Excerpted passage -
BEGIN

When King Edward died and Mary of Scots became Queen of England, the Prayer Book was banned, and the Latin Roman Mass restored. When Mary died and Elizabeth I ascended to the throne, the book of 1559 was a settlement, a peacemaking book. The 1559 permitted use of albs, chasubles and copes but more importantly, it combined the words of administration. In 1549 the words “The Body of our Lord Jesus Christ which was given for thee, preserve thy body and soul unto everlasting life” and in 1552, the sentences were: “Take and eat this in remembrance that Christ died for thee, and feed on him in thy heart, by faith with thanksgiving.” In 1559 the two were combined. With Elizabeth’s death, James I took the throne and with him the 1604 BCP. This edition added a catechism. When Charles II restored the monarchy after the Cromwellian revolt, the 1662 BCP was published with modern language, rubrics, including instruction to Offer Bread and Wine from which we have the custom of setting the table during the offertory. The 1662 book was the first after the King James Version of the Bible was published but the Psalms remained in the Coverdale translation of the Great Bible because of the rhythmic cadences and vivid imagery. Since 1662 the Prayer Book has simply been reprinted with each new monarch in England. A revision was made in 1928 but failed to gain Parliament’s approval but it is printed and widely used. Parliament passed measures to allow revised liturgies form the General Synod available and the Alternative Service Book was authorized in 1980.
Arriving on the shores of the “new world,” English citizens would have carried in hand the 1662 BCP. Following the American Revolution, and the Declaration of Independence, the first General Convention was held in Philadelphia in 1785. The Convention authorized William White, of PA and William Smith of Maryland to work on a revised BCP for the American Church. Samuel Seabury was consecrated bishop of Connecticut by Scottish bishops but Seabury refused to attend the 1785 convention because he did not think a proper place for bishops had been made in the American Church. By 1786 England had given permission to consecrate American bishops and did so for White of Pennsylvania, Provoost of New York. These three were consecrated in England in 1787. Griffith of Virginia was elected but never consecrated, as he did not make the trip to England.

END

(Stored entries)
BEGIN

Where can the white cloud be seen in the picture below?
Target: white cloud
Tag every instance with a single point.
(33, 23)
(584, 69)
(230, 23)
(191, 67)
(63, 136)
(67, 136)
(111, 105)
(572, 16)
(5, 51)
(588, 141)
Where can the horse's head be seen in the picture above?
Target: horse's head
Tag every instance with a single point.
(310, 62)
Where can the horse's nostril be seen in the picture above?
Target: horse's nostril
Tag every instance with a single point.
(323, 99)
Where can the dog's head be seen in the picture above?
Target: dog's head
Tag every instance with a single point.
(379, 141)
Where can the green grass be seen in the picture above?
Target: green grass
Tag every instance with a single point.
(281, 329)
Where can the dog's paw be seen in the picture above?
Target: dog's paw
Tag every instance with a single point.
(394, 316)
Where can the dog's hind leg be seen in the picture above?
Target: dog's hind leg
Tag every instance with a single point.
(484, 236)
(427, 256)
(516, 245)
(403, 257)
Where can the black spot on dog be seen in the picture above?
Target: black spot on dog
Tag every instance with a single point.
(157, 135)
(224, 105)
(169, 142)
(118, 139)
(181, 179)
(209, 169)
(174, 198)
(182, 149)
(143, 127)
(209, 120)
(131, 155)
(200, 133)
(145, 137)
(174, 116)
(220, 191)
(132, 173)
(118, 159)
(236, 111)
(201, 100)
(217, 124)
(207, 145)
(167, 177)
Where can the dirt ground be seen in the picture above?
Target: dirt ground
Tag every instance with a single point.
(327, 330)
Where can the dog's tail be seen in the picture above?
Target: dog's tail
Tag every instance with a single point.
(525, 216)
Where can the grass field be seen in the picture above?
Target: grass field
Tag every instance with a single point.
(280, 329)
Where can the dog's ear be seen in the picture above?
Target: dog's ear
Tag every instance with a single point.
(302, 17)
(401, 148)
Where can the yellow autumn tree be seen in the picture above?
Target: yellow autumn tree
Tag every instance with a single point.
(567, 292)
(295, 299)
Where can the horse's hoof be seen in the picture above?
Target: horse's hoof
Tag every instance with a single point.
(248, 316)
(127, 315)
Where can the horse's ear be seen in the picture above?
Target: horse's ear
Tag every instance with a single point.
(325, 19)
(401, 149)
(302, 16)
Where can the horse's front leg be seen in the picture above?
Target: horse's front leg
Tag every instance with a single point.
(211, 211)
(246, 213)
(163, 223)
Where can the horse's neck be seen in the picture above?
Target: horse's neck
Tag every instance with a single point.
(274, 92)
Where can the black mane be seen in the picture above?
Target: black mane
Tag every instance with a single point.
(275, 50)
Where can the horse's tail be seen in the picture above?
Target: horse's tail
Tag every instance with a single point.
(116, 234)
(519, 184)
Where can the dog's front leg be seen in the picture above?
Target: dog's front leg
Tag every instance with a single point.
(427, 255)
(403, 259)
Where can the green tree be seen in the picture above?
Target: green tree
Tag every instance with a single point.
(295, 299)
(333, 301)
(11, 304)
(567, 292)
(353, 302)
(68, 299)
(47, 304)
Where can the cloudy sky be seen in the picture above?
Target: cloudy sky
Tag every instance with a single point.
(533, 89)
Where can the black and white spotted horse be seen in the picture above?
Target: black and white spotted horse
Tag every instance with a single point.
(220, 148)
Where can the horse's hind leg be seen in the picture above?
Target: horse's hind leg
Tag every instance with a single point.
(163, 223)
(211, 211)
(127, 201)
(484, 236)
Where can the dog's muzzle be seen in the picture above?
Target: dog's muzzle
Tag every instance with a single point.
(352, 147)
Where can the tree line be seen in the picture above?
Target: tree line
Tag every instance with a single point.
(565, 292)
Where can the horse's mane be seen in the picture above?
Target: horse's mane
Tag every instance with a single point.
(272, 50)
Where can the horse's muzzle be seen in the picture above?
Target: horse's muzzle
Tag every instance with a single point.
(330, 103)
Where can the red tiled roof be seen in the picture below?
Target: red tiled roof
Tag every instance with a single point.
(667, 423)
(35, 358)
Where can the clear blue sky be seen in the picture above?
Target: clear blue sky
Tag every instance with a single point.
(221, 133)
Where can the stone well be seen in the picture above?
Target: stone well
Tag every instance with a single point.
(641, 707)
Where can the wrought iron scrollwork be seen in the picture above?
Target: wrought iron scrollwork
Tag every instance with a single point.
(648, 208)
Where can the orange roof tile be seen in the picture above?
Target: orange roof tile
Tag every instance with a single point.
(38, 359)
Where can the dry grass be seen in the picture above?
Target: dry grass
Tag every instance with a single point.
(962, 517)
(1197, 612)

END

Exercise task A - List every person the Prayer Book history names in its account of the American Church.
Exercise task B - According to the Prayer Book history, what did the 1604 edition add?
Exercise task C - Continue the Prayer Book history from the point where it ends.

Output A - William White, William Smith, Samuel Seabury, Provoost, Griffith

Output B - A catechism.

Output C -
The General Convention of 1789 adopted the first American Book of Common Prayer, with much of the 1662 format and theology. Features of the Scottish communion service was integrated including the introduction of Jesus’ summary of the Law after the Ten Commandments and the addition to the Prayer of Consecration of the Oblation and of an explicit invocation of the Holy Spirit. In the 1928 book these paragraphs are marked Oblation and Invocation and are retained in Rite I of 1979 (p335).
In every edition, revision, of the Book of Common Prayer we can find continuity with the past. The BCP of 1789 was the first on the shores of the colonies of the new world and in the preface we find these words: “…this Church is far from intending to depart from the Church of England in any essential point of doctrine, discipline, or worship,” (BCP, 11). The preface continues to be present in every subsequent revision of the prayer book, including our current edition, 1989.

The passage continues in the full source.